SELECTED EXCERPT:
From mboxrd@z Thu Jan  1 00:00:00 1970
Return-Path: <linux-kernel-owner@vger.kernel.org>
Received: (majordomo@vger.kernel.org) by vger.kernel.org via listexpand
	id S1754926AbaE3F71 (ORCPT <rfc822;w@1wt.eu>);
	Fri, 30 May 2014 01:59:27 -0400
Received: from e32.co.us.ibm.com ([32.97.110.150]:35198 "EHLO
	e32.co.us.ibm.com" rhost-flags-OK-OK-OK-OK) by vger.kernel.org
	with ESMTP id S1752679AbaE3F7Z (ORCPT
	<rfc822;linux-kernel@vger.kernel.org>);
	Fri, 30 May 2014 01:59:25 -0400
Message-ID: <53881D2A.7060001@linux.vnet.ibm.com>
Date: Fri, 30 May 2014 11:24:50 +0530
From: Preeti U Murthy <preeti@linux.vnet.ibm.com>
User-Agent: Mozilla/5.0 (X11; Linux x86_64; rv:14.0) Gecko/20120717 Thunderbird/14.0
MIME-Version: 1.0
To: Mark Rutland <mark.rutland@arm.com>
CC: Lorenzo Pieralisi <Lorenzo.Pieralisi@arm.com>,
        "linux-arm-kernel@lists.infradead.org" 
	<linux-arm-kernel@lists.infradead.org>,
        "linux-kernel@vger.kernel.org" <linux-kernel@vger.kernel.org>,
        Will Deacon <Will.Deacon@arm.com>
Subject: Re: [PATCH] arm64: kernel: initialize broadcast hrtimer based clock
 event device
References: <1401355381-11446-1-git-send-email-lorenzo.pieralisi@arm.com> <53871444.3080206@linux.vnet.ibm.com> <20140529123929.GF24233@leverpostej>
In-Reply-To: <20140529123929.GF24233@leverpostej>
Content-Type: text/plain; charset=ISO-8859-1
Content-Transfer-Encoding: 7bit
X-TM-AS-MML: disable
X-Content-Scanned: Fidelis XPS MAILER
x-cbid: 14053005-0928-0000-0000-00000253B8DD
Sender: linux-kernel-owner@vger.kernel.org
List-ID: <linux-kernel.vger.kernel.org>
X-Mailing-List: linux-kernel@vger.kernel.org

On 05/29/2014 06:09 PM, Mark Rutland wrote:
> Hi Preeti,
> 
> On Thu, May 29, 2014 at 12:04:36PM +0100, Preeti U Murthy wrote:
>> Hi Lorenzo,
>>
>> On 05/29/2014 02:53 PM, Lorenzo Pieralisi wrote:
>>> On platforms implementing CPU power management, the CPUidle subsystem
>>> can allow CPUs to enter idle states where local timers logic is lost on power
>>> down. To keep the software timers functional the kernel relies on an
>>> always-on broadcast timer to be present in the platform to relay the
>>> interrupt signalling the timer expiries.

EXERCISES:
1. Decide whether each statement agrees with the arm64 broadcast timer message. For each, answer yes or no and quote the deciding words.
(a) The message is dated Friday, 30 May 2014.
(b) Mark Rutland's reply opens by greeting Lorenzo.
(c) The quoted patch description says that some idle states lose local timers logic on power down.
2. Resume the arm64 broadcast timer message from the point where it stops.

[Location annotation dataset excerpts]

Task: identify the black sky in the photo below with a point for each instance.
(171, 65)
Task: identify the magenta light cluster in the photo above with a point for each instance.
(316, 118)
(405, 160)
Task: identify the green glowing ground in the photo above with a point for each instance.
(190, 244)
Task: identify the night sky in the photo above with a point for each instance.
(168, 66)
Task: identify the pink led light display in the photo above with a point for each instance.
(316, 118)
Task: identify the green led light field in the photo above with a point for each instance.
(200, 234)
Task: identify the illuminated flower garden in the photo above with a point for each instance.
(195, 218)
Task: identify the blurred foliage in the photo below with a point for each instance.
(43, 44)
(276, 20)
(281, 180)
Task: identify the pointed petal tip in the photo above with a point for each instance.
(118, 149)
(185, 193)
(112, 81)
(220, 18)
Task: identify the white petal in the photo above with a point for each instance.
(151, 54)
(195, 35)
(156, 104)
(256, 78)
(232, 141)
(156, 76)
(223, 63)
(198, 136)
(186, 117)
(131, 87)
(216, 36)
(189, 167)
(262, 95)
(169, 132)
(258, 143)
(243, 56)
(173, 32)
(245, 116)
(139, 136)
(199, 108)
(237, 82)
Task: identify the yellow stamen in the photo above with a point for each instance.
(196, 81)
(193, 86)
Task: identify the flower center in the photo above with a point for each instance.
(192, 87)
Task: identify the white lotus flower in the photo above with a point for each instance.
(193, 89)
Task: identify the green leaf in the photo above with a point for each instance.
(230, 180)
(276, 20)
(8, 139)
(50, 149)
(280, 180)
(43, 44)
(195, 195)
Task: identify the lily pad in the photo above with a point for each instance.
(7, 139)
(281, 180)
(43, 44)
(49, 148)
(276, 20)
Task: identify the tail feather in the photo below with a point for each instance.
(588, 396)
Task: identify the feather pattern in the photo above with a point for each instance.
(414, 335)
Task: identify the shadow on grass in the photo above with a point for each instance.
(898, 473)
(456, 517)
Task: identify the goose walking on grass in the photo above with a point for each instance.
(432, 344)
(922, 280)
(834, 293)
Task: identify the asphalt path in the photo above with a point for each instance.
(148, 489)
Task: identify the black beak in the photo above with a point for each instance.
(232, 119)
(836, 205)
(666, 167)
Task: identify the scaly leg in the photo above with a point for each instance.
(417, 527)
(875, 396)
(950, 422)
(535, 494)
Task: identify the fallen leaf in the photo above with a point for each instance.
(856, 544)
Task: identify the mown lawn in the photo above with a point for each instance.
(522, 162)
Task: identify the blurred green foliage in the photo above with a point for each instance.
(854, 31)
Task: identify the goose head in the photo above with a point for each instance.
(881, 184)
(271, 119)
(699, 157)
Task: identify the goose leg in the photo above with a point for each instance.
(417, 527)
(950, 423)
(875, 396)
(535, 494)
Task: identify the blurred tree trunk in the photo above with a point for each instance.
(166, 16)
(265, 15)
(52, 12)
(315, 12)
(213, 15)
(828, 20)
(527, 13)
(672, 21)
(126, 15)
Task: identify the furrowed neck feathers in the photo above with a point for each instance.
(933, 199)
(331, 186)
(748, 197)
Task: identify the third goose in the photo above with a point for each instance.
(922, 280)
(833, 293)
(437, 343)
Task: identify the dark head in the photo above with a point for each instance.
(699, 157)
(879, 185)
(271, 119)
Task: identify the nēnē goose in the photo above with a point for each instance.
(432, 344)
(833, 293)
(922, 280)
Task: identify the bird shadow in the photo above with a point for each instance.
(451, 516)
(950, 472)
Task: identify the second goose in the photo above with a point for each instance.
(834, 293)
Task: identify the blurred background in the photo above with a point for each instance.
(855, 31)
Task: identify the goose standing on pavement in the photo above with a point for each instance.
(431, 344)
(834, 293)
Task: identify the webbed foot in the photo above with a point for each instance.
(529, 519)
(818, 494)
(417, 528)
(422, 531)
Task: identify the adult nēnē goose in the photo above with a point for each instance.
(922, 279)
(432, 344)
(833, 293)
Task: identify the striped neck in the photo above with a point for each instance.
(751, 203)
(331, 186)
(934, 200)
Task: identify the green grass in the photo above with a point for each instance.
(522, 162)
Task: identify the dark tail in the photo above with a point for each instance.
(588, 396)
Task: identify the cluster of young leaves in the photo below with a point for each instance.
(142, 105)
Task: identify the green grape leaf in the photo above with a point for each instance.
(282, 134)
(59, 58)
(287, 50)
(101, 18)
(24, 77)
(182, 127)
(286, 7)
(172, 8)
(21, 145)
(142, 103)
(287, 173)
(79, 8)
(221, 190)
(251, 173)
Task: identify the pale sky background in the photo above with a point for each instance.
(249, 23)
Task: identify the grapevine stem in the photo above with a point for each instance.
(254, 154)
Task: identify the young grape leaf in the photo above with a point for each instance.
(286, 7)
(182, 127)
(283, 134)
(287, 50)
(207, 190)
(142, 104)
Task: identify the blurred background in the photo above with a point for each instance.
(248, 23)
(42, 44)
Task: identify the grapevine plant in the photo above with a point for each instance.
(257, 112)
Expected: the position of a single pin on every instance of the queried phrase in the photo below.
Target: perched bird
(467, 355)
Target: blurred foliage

RESPONSES TO THE EXERCISE:
1.
(a) Yes: "Date: Fri, 30 May 2014 11:24:50 +0530"
(b) No: "> Hi Preeti,"
(c) Yes: "can allow CPUs to enter idle states where local timers logic is lost on power"

2.
>>>
>>> For platforms implementing CPU core gating that do not implement an always-on
>>> HW timer or implement it in a broken way, this patch adds code to initialize
>>> the kernel software broadcast hrtimer upon boot. It relies on a dynamically
>>
>> It would be best to use the term "hrtimer based broadcast device"
>> throughout the changelog for uniformity and to avoid confusion instead
>> of mixing it with "software broadcast".
>>
>>> chosen CPU to be always powered-up. This CPU then relays the timer interrupt
>>> to CPUs in deep-idle states through its HW local timer device.
>>>
>>> On systems with power management capabilities but no functional HW broadcast
>>> tick device, the hrtimer based clock event device allows the kernel to
>>> enter high-resolution timer mode, which improves system latencies and saves
>>> dynamic power.
>>
>> Sorry but I do not understand the above paragraph. What do you mean by
>> "allows the kernel to enter high resolution timer mode" ? And how does
>> it improve system latency? I understand that the hrtimer based
>> clockevent device saves dynamic power since it provides a mechanism in
>> which cpus can enter deeper idle states.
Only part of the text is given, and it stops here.